• WHAT YOU WILL DO
**a.** Name each distinct pageant title mentioned in the excerpt about the pageant rumor, listing each only once.
**b.** Reproduce word for word the part of the excerpt about the pageant rumor that opens with the words containing "Woah, hold the" and closes with "pageant, no offense.".

• EXCERPTED TEXT
## START

Woah, hold the phone. First of all, phew. That’s a good rumor to have spread about you (I think). Rule number 1 – don’t spread rumors. Second, I had casually mentioned  that I had received a letter at the end of the summer nominating me for Miss Illinois. Illinois is WAY different than our fair country. Illinois is to state as America is to USA is to country. No way. Next thing I know, I’ll be hearing that I’m Miss Universe…..

My kids bug me on a daily basis about signing up for this pageant. I tell them I don’t have time. “You have to make time for it, Señorita….” <— wise words from my high school boys. They have a point, but I think I would much rather spend my free time with family and friends, or running, not prepping for a pageant, no offense.

Let’s be real, this isn’t exactly the face of the next Miss America. I look like I have a severe case of the Mondays. Eating frosting from the jar probably didn’t help the situation.. haha

I’m flattered that my students think I could be Miss America, really, but I think that sometimes those kids exaggerate a little bit. To add to it, they also keep trying to get me a boyfriend and set me up with other teachers. Cute, but no. or He’s MARRIED. sigh.

## END

• RAW DATA
## START

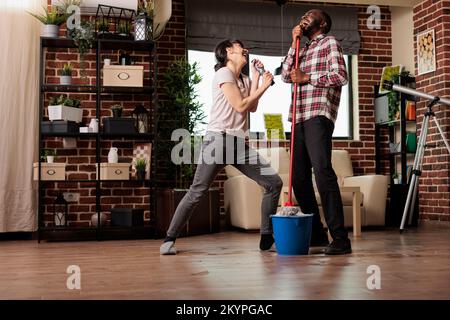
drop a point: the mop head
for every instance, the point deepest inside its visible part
(289, 211)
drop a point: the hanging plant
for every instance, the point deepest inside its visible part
(84, 37)
(394, 97)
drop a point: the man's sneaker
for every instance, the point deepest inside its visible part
(339, 246)
(320, 240)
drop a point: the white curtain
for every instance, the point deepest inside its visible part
(19, 105)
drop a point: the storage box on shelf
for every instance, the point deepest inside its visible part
(60, 112)
(123, 76)
(60, 126)
(114, 171)
(49, 171)
(113, 125)
(127, 217)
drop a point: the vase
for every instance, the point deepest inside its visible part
(93, 125)
(141, 174)
(65, 80)
(113, 156)
(50, 31)
(103, 219)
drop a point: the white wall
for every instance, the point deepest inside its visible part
(403, 37)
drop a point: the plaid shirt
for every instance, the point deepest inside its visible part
(322, 59)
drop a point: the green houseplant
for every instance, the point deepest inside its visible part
(66, 74)
(52, 19)
(182, 110)
(394, 97)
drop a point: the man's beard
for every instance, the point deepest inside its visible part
(311, 28)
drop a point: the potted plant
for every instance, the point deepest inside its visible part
(185, 111)
(140, 167)
(66, 74)
(63, 108)
(143, 23)
(117, 110)
(180, 80)
(52, 18)
(395, 178)
(123, 28)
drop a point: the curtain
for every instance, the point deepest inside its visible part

## END

• CORRECT ANSWERS
**a.** Miss Illinois, Miss Universe, Miss America

**b.**
Woah, hold the phone. First of all, phew. That’s a good rumor to have spread about you (I think). Rule number 1 – don’t spread rumors. Second, I had casually mentioned  that I had received a letter at the end of the summer nominating me for Miss Illinois. Illinois is WAY different than our fair country. Illinois is to state as America is to USA is to country. No way. Next thing I know, I’ll be hearing that I’m Miss Universe…..

My kids bug me on a daily basis about signing up for this pageant. I tell them I don’t have time. “You have to make time for it, Señorita….” <— wise words from my high school boys. They have a point, but I think I would much rather spend my free time with family and friends, or running, not prepping for a pageant, no offense.